# WORK TO DO
1. According to the forum excerpt on Windows programming, how many lines long was the hello.c program that ChuckMcM came up with on UNIX?
2. In the forum excerpt on Windows programming, why did the young man ChuckMcM helped not notice the handicap to his productivity? Answer in one to three sentences.
3. Carry the forum excerpt on Windows programming forward from its final sentence.

# TEXT EXCERPT

I wish I'd had the sort of resources you can get for free nowadays available
it might have been a fun project!

It was the mid 90s and I didn't have unix/linux at home. In those days you had
to pay for a compiler on windows and I didn't know anyone running linux. Just
a couple of years later it was so much easier!

------
ChuckMcM
A story. As Petzold writes, the Windows version of "hello world" was amazingly
baroque. It bothered me, a lot. I had come up in the four line hello.c world
of UNIX, and later the make/test world of UNIX, and when I had left Sun the
idea of writing code like the Hello World example was something I could not
bring myself to do. I rebelled in a bunch of different ways, but the worst
part was it started a period for me where I programmed a lot less, I was
getting curmudgeonly because programming had become so screwed up.

The thing that changed for me was getting a chance to help a young man with
his programming who had come up through Windows rather than something easier,
and he was full of all the wonder and excitement I had had at his age for
programming, and had no idea that he was running with a large handicap to his
productivity. And partly because many of the "tools" you had to have like
Visual Studio worked their butt off to make that gap small, from self writing
code to documentation at your fingertips. I realized that if I didn't get the
'wonder' back of writing code I was going to become one of those guys who sits
around grumbling about how in my day things were so much better and FORTRAN
just worked dammit :-).

# EXCERPTED RECORDS
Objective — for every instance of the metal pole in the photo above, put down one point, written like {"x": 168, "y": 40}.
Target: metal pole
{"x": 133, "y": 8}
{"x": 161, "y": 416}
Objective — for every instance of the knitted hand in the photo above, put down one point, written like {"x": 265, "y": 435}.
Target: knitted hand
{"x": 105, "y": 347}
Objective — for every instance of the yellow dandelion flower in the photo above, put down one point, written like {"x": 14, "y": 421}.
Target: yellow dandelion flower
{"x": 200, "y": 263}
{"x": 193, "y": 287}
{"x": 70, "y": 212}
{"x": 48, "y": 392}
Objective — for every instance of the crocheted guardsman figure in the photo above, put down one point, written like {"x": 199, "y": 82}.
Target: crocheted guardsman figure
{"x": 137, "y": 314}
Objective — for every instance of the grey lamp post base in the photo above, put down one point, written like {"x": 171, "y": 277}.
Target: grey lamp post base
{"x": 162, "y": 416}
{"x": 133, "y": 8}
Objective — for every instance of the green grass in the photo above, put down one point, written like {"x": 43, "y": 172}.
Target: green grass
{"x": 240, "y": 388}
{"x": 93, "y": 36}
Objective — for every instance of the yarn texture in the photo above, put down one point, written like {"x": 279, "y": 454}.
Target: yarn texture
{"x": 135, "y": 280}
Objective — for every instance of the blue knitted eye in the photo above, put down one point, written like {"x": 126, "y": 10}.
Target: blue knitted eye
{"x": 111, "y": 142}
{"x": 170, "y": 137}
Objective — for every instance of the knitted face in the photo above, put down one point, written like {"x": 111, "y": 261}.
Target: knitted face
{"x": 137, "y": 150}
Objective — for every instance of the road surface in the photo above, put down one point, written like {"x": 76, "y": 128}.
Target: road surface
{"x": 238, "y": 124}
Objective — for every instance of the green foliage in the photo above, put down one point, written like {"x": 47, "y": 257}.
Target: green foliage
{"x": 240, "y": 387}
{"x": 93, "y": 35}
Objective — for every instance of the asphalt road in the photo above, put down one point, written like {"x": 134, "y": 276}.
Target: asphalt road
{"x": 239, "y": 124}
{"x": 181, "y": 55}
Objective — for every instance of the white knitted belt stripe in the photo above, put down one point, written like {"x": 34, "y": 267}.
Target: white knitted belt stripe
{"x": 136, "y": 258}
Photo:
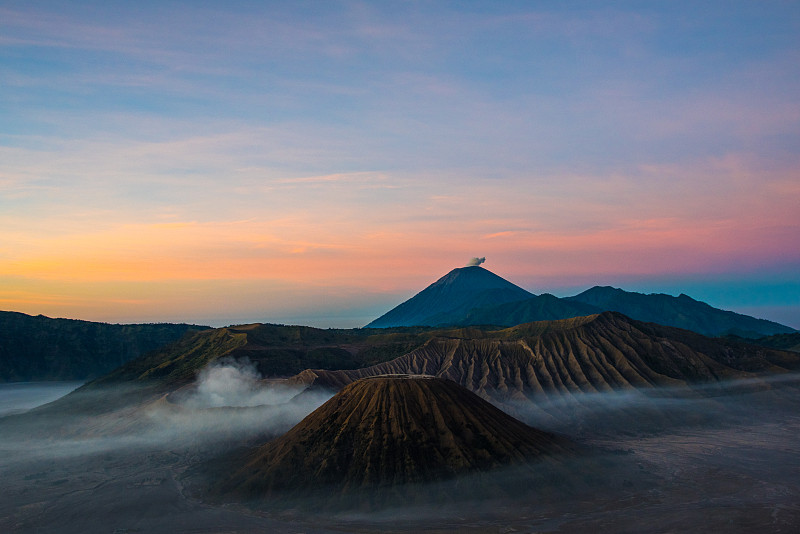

# IN RESPONSE
1. Four lines.

2. He had come up through Windows rather than something easier, so he had nothing to compare it with. Also, tools such as Visual Studio worked hard to make that gap small, with self-writing code and documentation at your fingertips.

3.
What I tried to learn from it was that systems with great generality suffered
from usability efficiency. The reason UNIX hello.c was so simple is that UNIX
programs, by and large, did simple things, algorithmic computation driven by
interaction over a character based interface. One way to drive effecive use of
a system was to either eliminate or otherwise hide the modalities that were
"possible" but not probable in future execution of the program.

That has helped me see when I'm building something that is letting to much
generality leak out to the surface.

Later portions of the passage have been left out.